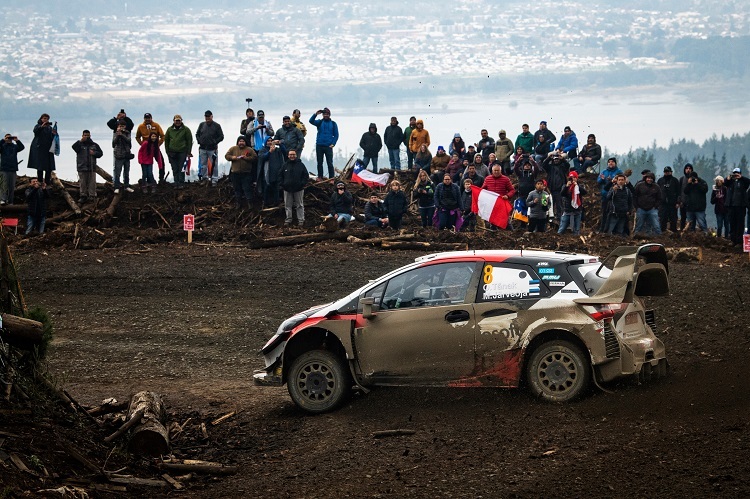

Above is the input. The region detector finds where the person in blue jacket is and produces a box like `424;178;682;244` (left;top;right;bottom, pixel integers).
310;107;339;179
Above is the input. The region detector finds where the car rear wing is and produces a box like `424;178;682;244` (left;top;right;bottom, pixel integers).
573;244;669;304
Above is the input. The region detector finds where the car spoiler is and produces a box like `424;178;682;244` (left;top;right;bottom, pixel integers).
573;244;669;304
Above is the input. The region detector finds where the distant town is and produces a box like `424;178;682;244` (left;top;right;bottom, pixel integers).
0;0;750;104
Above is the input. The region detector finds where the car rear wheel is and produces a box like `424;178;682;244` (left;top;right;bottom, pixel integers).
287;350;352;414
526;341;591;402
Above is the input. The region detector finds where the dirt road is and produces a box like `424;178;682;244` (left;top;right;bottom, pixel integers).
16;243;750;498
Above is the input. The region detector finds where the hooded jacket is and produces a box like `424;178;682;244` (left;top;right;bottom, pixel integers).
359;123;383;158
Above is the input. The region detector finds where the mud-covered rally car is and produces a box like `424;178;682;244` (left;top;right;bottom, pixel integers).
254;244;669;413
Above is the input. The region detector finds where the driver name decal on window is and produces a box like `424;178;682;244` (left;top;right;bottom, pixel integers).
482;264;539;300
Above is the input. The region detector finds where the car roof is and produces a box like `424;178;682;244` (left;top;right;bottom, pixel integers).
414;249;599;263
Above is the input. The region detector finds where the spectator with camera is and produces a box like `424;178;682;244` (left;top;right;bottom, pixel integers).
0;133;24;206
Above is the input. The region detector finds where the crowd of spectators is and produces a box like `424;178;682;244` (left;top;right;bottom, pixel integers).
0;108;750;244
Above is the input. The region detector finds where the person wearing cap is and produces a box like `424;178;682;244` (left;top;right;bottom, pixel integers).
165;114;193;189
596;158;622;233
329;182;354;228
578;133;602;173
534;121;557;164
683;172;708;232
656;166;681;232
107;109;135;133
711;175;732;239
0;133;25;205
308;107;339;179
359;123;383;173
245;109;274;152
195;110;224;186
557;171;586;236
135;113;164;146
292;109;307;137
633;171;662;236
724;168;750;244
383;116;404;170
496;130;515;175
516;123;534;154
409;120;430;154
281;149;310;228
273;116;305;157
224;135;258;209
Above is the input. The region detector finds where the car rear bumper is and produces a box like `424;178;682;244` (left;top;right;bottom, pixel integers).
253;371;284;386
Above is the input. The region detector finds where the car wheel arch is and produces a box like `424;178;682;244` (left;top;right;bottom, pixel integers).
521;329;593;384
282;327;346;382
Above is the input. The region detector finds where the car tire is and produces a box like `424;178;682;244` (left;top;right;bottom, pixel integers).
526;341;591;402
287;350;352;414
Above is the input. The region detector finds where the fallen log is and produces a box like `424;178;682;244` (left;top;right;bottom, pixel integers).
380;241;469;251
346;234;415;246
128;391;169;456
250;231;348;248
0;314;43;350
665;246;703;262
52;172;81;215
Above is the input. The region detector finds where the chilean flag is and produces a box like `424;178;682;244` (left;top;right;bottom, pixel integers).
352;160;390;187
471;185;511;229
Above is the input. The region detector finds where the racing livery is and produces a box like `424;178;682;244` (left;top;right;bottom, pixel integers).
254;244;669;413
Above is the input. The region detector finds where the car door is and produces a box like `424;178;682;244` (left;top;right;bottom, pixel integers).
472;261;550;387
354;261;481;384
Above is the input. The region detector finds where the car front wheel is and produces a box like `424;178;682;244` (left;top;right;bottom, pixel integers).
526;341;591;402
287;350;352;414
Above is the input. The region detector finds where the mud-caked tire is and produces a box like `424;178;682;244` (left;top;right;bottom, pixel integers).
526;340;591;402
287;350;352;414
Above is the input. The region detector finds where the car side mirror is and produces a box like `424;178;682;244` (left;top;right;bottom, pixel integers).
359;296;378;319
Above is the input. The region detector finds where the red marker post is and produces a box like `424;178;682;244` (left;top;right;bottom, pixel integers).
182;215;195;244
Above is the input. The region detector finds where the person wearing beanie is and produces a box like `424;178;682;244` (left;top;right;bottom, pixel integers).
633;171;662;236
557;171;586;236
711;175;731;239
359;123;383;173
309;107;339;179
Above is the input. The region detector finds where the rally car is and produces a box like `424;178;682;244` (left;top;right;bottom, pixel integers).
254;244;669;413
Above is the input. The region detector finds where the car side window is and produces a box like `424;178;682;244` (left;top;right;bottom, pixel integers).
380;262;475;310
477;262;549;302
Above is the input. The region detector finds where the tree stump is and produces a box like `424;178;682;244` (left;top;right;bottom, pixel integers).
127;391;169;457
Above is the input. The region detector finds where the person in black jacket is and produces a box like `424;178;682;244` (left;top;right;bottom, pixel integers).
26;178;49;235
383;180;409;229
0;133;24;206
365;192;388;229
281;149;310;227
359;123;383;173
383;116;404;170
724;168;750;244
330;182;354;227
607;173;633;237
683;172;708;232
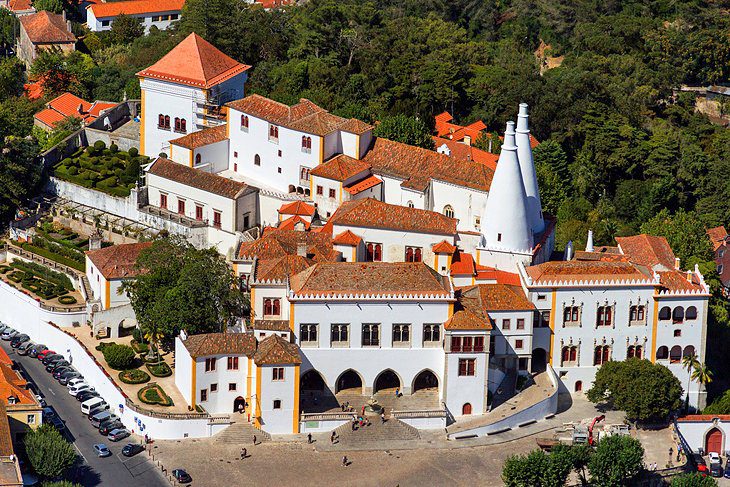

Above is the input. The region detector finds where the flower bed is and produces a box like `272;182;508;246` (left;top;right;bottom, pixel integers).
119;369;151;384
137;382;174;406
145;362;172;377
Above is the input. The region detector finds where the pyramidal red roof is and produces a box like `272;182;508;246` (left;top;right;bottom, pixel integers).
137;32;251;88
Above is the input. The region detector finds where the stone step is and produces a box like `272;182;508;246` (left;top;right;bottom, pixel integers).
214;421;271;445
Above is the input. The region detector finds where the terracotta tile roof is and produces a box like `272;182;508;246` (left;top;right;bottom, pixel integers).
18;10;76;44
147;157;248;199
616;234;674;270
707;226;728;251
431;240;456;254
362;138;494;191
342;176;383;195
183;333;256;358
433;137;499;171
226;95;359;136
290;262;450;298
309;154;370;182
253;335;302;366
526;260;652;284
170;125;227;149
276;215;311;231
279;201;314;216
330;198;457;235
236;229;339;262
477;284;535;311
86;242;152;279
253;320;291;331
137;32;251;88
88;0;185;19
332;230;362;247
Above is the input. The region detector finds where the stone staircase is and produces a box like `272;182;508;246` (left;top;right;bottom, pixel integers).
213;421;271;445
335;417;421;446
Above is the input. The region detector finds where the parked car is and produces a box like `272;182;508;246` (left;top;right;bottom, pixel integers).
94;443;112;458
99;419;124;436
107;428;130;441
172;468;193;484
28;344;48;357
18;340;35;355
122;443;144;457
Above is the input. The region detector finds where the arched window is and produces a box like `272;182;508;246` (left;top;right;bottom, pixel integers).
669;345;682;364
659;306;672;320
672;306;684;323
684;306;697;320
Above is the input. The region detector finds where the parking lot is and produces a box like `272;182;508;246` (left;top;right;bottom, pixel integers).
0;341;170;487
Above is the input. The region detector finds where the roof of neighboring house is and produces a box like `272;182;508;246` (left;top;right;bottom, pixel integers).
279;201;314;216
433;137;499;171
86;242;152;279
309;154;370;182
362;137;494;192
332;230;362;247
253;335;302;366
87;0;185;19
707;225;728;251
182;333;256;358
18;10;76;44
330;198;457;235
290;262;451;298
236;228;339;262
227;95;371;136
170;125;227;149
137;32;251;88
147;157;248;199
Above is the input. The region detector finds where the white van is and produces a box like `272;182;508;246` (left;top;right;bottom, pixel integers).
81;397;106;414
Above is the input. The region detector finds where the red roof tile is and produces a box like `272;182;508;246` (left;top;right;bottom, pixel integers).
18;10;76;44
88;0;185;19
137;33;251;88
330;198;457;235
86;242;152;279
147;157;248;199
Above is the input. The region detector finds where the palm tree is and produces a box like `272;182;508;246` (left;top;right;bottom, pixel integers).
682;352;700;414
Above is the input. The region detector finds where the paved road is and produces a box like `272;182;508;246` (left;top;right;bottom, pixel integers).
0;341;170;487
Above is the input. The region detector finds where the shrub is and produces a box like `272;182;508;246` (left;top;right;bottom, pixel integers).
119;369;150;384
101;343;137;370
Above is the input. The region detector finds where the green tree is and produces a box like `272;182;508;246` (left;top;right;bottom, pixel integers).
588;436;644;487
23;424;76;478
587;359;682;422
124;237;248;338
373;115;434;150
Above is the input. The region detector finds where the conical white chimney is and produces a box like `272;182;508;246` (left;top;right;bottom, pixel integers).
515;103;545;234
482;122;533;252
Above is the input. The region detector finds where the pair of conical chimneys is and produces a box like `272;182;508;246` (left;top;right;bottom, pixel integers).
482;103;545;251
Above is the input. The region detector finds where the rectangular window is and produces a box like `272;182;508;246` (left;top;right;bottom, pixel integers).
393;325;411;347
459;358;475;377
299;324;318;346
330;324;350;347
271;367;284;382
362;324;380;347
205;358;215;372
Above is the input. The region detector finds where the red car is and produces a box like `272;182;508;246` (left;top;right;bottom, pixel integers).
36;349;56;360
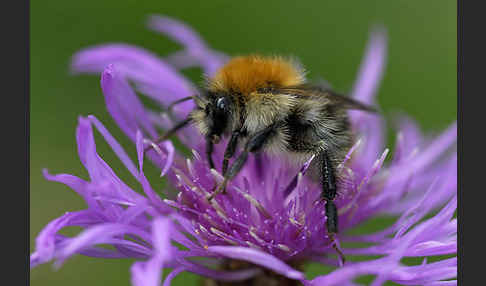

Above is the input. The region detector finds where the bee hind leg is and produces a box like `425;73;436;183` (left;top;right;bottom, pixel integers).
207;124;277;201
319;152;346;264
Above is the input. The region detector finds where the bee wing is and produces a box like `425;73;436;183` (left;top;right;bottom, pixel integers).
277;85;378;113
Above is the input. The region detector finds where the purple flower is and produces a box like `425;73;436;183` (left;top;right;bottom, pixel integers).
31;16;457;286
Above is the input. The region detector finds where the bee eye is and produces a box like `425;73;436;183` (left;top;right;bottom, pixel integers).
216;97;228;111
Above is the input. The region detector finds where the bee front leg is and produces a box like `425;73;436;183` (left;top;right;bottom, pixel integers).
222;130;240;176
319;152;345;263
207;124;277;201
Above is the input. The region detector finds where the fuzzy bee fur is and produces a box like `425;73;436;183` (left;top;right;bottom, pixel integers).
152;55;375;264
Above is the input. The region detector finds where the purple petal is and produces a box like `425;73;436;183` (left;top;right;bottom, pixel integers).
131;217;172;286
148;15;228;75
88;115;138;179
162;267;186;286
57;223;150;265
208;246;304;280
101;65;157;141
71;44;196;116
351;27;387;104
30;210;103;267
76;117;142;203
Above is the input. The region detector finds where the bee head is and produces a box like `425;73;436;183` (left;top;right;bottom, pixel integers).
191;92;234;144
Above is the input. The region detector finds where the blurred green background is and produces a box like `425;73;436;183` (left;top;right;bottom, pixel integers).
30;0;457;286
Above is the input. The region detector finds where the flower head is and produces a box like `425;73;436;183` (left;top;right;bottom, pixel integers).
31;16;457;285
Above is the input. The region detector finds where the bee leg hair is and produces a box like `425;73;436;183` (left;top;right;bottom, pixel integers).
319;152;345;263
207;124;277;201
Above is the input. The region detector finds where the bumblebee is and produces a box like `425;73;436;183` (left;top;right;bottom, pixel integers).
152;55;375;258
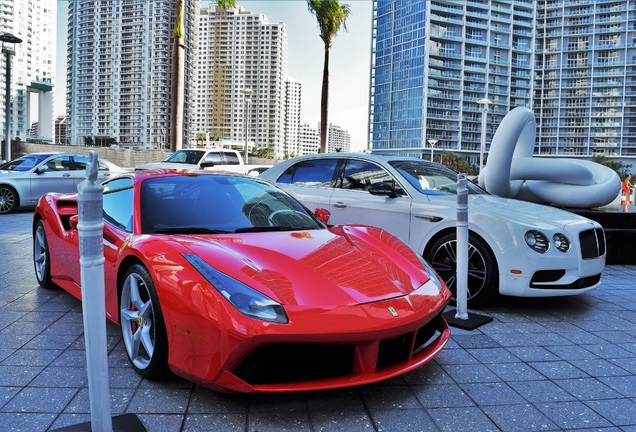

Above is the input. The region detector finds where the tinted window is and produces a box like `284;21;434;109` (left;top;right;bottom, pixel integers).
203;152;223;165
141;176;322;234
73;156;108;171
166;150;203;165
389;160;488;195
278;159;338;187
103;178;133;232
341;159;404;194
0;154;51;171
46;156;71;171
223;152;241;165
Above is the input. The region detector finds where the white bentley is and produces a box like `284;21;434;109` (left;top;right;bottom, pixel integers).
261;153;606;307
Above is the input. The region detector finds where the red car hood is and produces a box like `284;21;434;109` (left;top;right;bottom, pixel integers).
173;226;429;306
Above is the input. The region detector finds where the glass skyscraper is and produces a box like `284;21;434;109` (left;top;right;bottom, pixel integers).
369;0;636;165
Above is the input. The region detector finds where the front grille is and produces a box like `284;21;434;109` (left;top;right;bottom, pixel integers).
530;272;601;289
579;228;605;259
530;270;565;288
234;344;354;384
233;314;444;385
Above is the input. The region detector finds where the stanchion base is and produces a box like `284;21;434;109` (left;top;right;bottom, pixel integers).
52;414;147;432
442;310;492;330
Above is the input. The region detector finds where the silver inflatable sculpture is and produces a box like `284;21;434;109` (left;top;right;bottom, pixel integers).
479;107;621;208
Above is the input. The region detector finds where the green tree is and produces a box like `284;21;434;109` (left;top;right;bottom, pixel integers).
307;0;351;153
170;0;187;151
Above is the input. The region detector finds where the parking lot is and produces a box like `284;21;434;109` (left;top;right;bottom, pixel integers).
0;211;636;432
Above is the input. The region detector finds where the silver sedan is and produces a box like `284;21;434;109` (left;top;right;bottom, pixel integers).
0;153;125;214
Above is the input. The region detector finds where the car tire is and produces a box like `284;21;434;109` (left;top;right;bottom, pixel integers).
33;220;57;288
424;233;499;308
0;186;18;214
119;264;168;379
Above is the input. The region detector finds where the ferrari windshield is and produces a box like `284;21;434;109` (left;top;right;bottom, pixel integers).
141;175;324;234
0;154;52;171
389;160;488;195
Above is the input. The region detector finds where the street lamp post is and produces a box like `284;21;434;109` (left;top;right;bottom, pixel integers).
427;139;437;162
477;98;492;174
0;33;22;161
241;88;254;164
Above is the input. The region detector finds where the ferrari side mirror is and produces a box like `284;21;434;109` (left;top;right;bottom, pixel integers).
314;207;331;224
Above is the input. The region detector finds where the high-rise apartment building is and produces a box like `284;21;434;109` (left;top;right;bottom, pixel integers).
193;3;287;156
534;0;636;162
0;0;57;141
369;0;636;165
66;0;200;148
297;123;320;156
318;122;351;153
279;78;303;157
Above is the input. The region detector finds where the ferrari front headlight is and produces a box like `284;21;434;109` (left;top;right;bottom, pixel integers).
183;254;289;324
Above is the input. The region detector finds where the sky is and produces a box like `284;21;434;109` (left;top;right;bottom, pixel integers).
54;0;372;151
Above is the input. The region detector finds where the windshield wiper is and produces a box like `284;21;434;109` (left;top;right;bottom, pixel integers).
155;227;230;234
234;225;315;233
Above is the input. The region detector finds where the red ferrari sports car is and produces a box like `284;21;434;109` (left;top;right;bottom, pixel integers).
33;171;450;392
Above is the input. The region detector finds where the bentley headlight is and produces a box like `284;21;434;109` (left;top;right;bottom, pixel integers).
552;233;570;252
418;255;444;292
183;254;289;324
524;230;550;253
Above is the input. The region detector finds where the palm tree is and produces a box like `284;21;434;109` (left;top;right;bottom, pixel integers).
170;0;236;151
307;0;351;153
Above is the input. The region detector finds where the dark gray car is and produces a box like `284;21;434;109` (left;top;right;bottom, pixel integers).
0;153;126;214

----

• Directions for this task
Can you write out the entries again, starting at the line containing "the bee front" and ending at the line containing "30;0;457;286", requests included, with every bounding-box coordinate in the answers shifted by -74?

• The completed task
Above is the input. The region detector finds where the bee front leg is and produces a box like `425;73;436;183` (left;top;right;bottom, pixel integers).
148;56;166;102
245;78;271;189
133;50;203;127
Above is the input. The region detector finds where the fuzzy bee fur is and produces a box like `425;73;436;183` (left;top;right;bottom, pixel integers).
78;-19;301;190
Above is the input. The region detector finds where the purple petal is and produces a box like `425;73;436;183` (left;top;right;bottom, pixel integers).
57;143;98;212
74;-59;154;1
14;41;64;105
88;193;112;212
-17;149;76;191
134;172;230;206
27;-9;83;67
-3;-30;122;42
277;-47;313;30
-44;136;29;193
2;43;68;129
Above is the input. The region detector finds where the bee head is and produces a box like `425;73;436;183` (left;top;right;bottom, pixel integers).
117;18;160;70
Above is the input. The region detector finds where the blurred green background is and produces a box like `425;73;436;183` (left;top;right;bottom, pixel integers).
-44;-74;383;212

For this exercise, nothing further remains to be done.